Goal: Please format all of the data below as a two-column CSV headed instruction and points, with one row per item: its text under instruction and its answer under points, each in a single quoted field with line breaks replaced by spaces. Omit the pictures.

--- Start ---

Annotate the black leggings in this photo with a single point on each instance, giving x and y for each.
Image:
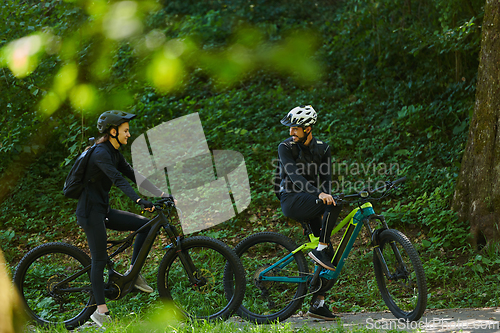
(95, 229)
(303, 207)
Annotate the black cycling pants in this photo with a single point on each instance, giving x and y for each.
(95, 229)
(321, 217)
(303, 207)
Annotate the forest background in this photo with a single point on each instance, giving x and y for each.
(393, 83)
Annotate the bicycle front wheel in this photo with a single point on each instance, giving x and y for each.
(268, 301)
(202, 296)
(48, 301)
(404, 291)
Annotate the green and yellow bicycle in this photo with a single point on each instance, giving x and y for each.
(278, 277)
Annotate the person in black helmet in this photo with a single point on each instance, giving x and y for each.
(305, 173)
(106, 167)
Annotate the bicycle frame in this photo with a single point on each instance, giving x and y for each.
(356, 218)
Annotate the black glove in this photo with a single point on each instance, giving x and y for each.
(145, 203)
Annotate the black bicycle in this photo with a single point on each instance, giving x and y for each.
(54, 278)
(279, 279)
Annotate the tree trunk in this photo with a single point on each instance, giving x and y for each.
(477, 195)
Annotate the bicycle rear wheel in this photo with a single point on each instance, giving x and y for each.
(269, 301)
(204, 298)
(405, 290)
(48, 302)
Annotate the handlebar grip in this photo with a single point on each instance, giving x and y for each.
(400, 180)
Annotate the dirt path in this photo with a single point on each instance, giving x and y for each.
(451, 320)
(437, 321)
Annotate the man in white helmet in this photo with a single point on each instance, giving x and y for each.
(305, 173)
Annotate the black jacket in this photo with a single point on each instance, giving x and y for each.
(106, 167)
(305, 168)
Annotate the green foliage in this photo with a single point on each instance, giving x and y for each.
(395, 95)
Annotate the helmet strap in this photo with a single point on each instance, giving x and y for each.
(306, 136)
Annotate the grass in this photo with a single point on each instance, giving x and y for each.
(456, 279)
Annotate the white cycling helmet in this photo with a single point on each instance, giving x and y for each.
(301, 116)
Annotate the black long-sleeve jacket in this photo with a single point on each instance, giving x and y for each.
(107, 166)
(305, 168)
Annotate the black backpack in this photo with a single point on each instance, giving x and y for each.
(74, 184)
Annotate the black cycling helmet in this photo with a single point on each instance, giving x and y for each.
(113, 118)
(301, 116)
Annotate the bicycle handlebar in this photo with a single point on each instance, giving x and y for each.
(365, 193)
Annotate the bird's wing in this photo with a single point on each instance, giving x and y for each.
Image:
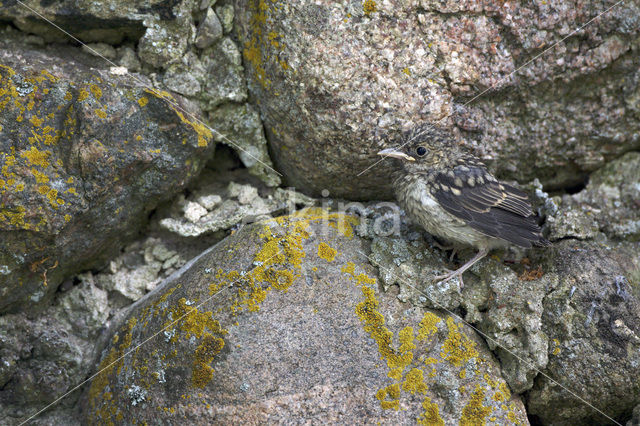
(469, 192)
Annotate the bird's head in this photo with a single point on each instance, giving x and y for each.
(423, 148)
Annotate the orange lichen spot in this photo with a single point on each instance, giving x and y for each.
(52, 196)
(326, 252)
(36, 121)
(457, 348)
(209, 347)
(36, 157)
(505, 390)
(40, 177)
(369, 7)
(474, 413)
(83, 95)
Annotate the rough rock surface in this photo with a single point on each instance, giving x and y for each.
(610, 204)
(84, 155)
(42, 358)
(592, 320)
(284, 319)
(336, 81)
(179, 43)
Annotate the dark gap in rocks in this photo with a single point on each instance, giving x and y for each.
(116, 32)
(463, 312)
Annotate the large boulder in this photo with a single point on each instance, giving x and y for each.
(337, 81)
(85, 154)
(285, 319)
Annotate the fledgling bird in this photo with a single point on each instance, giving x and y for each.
(452, 195)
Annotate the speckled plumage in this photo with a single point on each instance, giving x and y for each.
(452, 195)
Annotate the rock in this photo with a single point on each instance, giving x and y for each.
(209, 201)
(101, 50)
(186, 76)
(103, 151)
(240, 128)
(635, 420)
(225, 13)
(44, 357)
(209, 30)
(337, 85)
(592, 320)
(611, 199)
(564, 311)
(164, 43)
(224, 78)
(241, 204)
(194, 211)
(127, 58)
(244, 193)
(284, 319)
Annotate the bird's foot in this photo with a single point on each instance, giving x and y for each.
(458, 272)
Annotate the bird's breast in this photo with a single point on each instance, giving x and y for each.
(415, 198)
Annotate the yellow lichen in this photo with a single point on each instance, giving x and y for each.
(474, 413)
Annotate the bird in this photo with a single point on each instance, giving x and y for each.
(452, 195)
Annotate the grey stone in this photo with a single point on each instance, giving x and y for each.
(360, 355)
(225, 13)
(240, 128)
(127, 58)
(335, 84)
(75, 187)
(224, 74)
(209, 30)
(101, 50)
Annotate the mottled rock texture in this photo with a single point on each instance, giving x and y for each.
(43, 357)
(283, 320)
(179, 43)
(335, 81)
(84, 156)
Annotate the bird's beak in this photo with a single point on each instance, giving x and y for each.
(395, 153)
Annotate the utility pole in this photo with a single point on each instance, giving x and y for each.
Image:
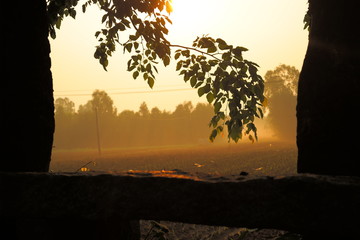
(97, 130)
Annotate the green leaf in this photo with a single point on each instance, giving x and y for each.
(135, 74)
(178, 65)
(201, 91)
(193, 81)
(210, 97)
(166, 60)
(217, 107)
(177, 55)
(151, 82)
(212, 49)
(213, 135)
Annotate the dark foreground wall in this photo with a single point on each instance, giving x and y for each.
(306, 204)
(329, 89)
(27, 106)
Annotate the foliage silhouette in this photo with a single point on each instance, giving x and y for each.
(214, 67)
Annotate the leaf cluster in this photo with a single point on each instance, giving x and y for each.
(228, 81)
(57, 10)
(212, 66)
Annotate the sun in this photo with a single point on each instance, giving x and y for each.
(192, 17)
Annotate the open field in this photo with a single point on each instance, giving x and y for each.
(262, 158)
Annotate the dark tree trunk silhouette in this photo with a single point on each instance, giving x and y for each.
(27, 108)
(329, 91)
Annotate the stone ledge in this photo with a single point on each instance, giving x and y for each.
(305, 204)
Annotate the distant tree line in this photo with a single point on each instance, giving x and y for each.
(149, 127)
(145, 127)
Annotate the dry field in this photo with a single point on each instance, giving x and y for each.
(261, 158)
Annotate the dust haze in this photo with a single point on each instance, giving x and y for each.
(97, 137)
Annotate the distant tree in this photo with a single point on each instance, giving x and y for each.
(183, 110)
(144, 110)
(281, 91)
(64, 106)
(103, 103)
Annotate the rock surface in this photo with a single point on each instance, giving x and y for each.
(306, 204)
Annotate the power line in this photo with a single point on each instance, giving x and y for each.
(116, 89)
(126, 92)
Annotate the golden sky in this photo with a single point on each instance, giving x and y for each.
(272, 30)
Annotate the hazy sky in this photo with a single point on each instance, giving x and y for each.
(272, 30)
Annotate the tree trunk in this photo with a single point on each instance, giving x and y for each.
(329, 91)
(27, 112)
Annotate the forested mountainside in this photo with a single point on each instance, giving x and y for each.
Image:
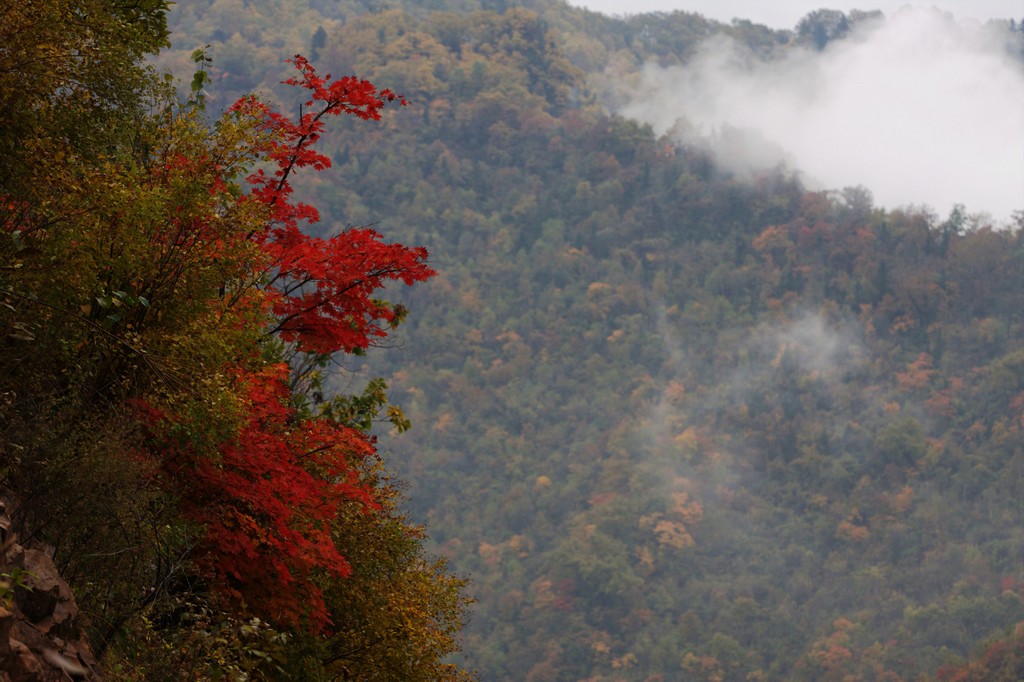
(672, 423)
(167, 440)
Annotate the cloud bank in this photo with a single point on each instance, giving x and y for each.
(920, 109)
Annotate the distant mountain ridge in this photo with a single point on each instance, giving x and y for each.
(672, 423)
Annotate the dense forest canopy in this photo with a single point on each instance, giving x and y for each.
(672, 421)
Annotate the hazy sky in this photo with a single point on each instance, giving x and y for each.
(785, 13)
(920, 109)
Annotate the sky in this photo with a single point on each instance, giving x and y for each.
(785, 13)
(925, 109)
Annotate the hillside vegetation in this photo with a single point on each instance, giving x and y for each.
(672, 423)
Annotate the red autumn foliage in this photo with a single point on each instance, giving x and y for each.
(323, 288)
(268, 496)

--- End ---

Answer for the task:
instruction,points
"Annotate the black leggings in this photo with a single point on each instance, giving x and y for each. Image:","(95, 229) (303, 207)"
"Annotate the black cycling pants in this photo with a single point on each instance, giving x and y for each.","(95, 229) (321, 217) (303, 207)"
"Annotate the forest background in this photo with a single point on each instance, giving x and y for each.","(393, 83)"
"Annotate the bicycle front wheel in this photo with a single point on each instance, giving x and y for each.","(268, 301) (202, 296) (48, 301) (404, 291)"
"Annotate the green and yellow bicycle in this photo with a single point on each instance, giving x and y for each.","(278, 277)"
"Annotate the person in black helmet in this photo with a single point on each instance, giving x and y for each.","(305, 173) (106, 167)"
"Annotate the bicycle frame in this photo with a single point on each instance, giving x and y for each.","(356, 218)"
"Annotate the black glove in this photo with a single point on each instance, giving x and y for each.","(145, 203)"
"Annotate the black bicycle in this photo with a single point on each instance, giving x and y for each.","(54, 278) (279, 279)"
"Annotate the tree trunk in this photo with a single point on each instance, giving x and y for each.","(477, 195)"
"Annotate the bicycle rear wheel in this photo with a single point on each instance, giving x and y for each.","(269, 301) (204, 298) (405, 290) (48, 302)"
"Annotate the handlebar grip in this photo with a single point on each instance, giving x and y for each.","(400, 180)"
"Annotate the dirt path in this photo with a single point on each instance, giving x and y for each.","(451, 320) (437, 321)"
"Annotate the man in white helmet in this photo with a single point on each instance, giving x and y for each.","(305, 173)"
"Annotate the black jacket in this photo with a single point on each instance, giving x and y for each.","(106, 167) (305, 168)"
"Annotate the green foliage in this photo with a single point on each instance, giving x and y for each.","(395, 95)"
"Annotate the helmet strap in this photo with a single point on each instance, giving x and y for each.","(306, 136)"
"Annotate the grass in this photo with a single point on each instance, giving x and y for each.","(456, 279)"
"Annotate the white cycling helmet in this photo with a single point on each instance, giving x and y for each.","(301, 116)"
"Annotate the black long-sleeve jacket in this photo with a single point on each instance, giving x and y for each.","(107, 166) (305, 168)"
"Annotate the black backpack in this photo with a single point on each instance, giving x and y for each.","(74, 184)"
"Annotate the black cycling helmet in this photo with a single point on each instance, giving x and y for each.","(113, 118) (301, 116)"
"Annotate the bicycle handlebar in this photo with a single point on each instance, giving x and y for each.","(365, 193)"
"Annotate the bird's wing in this photo with a single point on each instance, giving x and y for each. Image:","(469, 192)"
"Annotate the bird's head in this photo with a single point on each instance, giving x and y for each.","(423, 148)"
"Annotate the orange lichen spot in this photo with a single point on each instance, giving x and y for each.","(52, 196) (326, 252) (36, 121) (457, 348) (209, 347) (36, 157) (505, 390) (40, 177) (369, 7) (474, 413) (83, 95)"
"Annotate the rough rock surface in this photo with a single point on each instance, giving x and y for each.","(610, 204) (84, 155) (42, 358) (592, 320) (284, 319) (336, 81) (179, 43)"
"Annotate the dark gap in rocks in this photo with a single point on each instance, giving x and y for each.","(116, 32) (463, 312)"
"Annotate the large boulder in this photo with a single point on each instance, giving x and y for each.","(337, 81) (85, 154) (285, 319)"
"Annotate the fledgling bird in this photo with a single point on each instance, giving x and y for each.","(452, 195)"
"Annotate the speckled plumage in this photo with a single point on each instance, giving x and y for each.","(452, 195)"
"Annotate the rock in this photo with a single point on each instance, giving x and y for each.","(209, 201) (101, 50) (186, 76) (103, 151) (240, 128) (635, 420) (225, 13) (44, 357) (209, 30) (337, 85) (592, 320) (611, 199) (564, 311) (164, 43) (224, 78) (241, 204) (194, 211) (127, 58) (244, 193) (284, 319)"
"Annotate the bird's foot in this photo with a single point on each instance, giving x and y for each.","(458, 272)"
"Annotate the bird's breast in this photo with a single point on each instance, giving x and y for each.","(415, 198)"
"Annotate the yellow lichen in this photo with a single point on each instance, giving x and y for each.","(474, 413)"
"Annotate the bird in this photo with a single point on each instance, giving x and y for each.","(452, 195)"
"Annotate the grey stone in this photo with a single point on each instance, giving x and y for each.","(360, 355) (225, 13) (240, 128) (127, 58) (335, 84) (75, 187) (224, 74) (209, 30) (101, 50)"
"Annotate the mottled rock texture in this photo with a single point on each instance, giving x and y for each.","(43, 357) (283, 320) (179, 43) (335, 81) (84, 156)"
"Annotate the bird's beak in this photo with a single point on each instance, giving x and y for each.","(395, 153)"
"Annotate the utility pole in this photo with a single point on each instance, giving x and y for each. Image:","(97, 130)"
"Annotate the green leaf in this photo with a single point on each instance, giving x and y for each.","(135, 74) (178, 65) (201, 91) (193, 81) (210, 97) (166, 60) (217, 107) (177, 55) (151, 82) (212, 49) (213, 135)"
"Annotate the dark foreground wall in this photo with a single point on each instance, giving x and y for each.","(306, 204) (329, 89) (27, 106)"
"Annotate the foliage silhouette in this photo with a single point on each instance, giving x and y for each.","(214, 67)"
"Annotate the leaf cluster in this photo with a single point on each instance, giving x and y for each.","(228, 81) (57, 10) (212, 66)"
"Annotate the sun in this photo with a single point on each instance, giving x and y for each.","(192, 17)"
"Annotate the open field in this photo with a single point on each instance, giving x and y for each.","(262, 158)"
"Annotate the dark tree trunk silhouette in this photo with a single point on each instance, giving x and y for each.","(27, 108) (329, 91)"
"Annotate the stone ledge in this photo with a single point on each instance, giving x and y for each.","(305, 204)"
"Annotate the distant tree line in this photo with a single point on each instance, giving x and y for each.","(149, 127) (145, 127)"
"Annotate the dry field in this photo with a single point on each instance, giving x and y for each.","(261, 158)"
"Annotate the dust haze in this photo with a single point on each instance, giving x and y for each.","(97, 137)"
"Annotate the distant tree in this photo with a single point on each instance, giving x and y for each.","(183, 110) (144, 110) (281, 91) (64, 106) (103, 103)"
"Annotate the rock surface in this photo with a single point on each instance, giving x and y for each.","(306, 204)"
"Annotate the power line in this photo with a single point on each instance, giving x and y for each.","(116, 89) (126, 92)"
"Annotate the golden sky in this photo with a single point on each instance, giving x and y for each.","(272, 30)"
"Annotate the hazy sky in this photo with a single point on each instance, giving x and y for each.","(272, 30)"
"Annotate the tree trunk in this photo with a single point on each instance, giving x and y for each.","(329, 91) (27, 112)"
"Annotate the forested mountainside in this photo with a single point on each instance, giving x and y for each. Image:","(672, 423) (167, 440)"
"Annotate the cloud bank in this photo with a single point on each instance, giving x and y for each.","(920, 109)"
"Annotate the distant mountain ridge in this photo with a single point on each instance, giving x and y for each.","(672, 423)"
"Annotate the dense forest canopy in this photo with a single point on each instance, giving x and y for each.","(672, 421)"
"Annotate the hazy sky in this photo with a single point on each instance, giving x and y for each.","(785, 13) (920, 109)"
"Annotate the sky in this photo with a single point on each instance, giving x and y for each.","(785, 13) (925, 109)"
"Annotate the hillside vegetation in this photo with a single point on each instance, giving x and y for each.","(672, 423)"
"Annotate the red autumn foliage in this photo with a single point on each instance, giving x and y for each.","(323, 288) (268, 496)"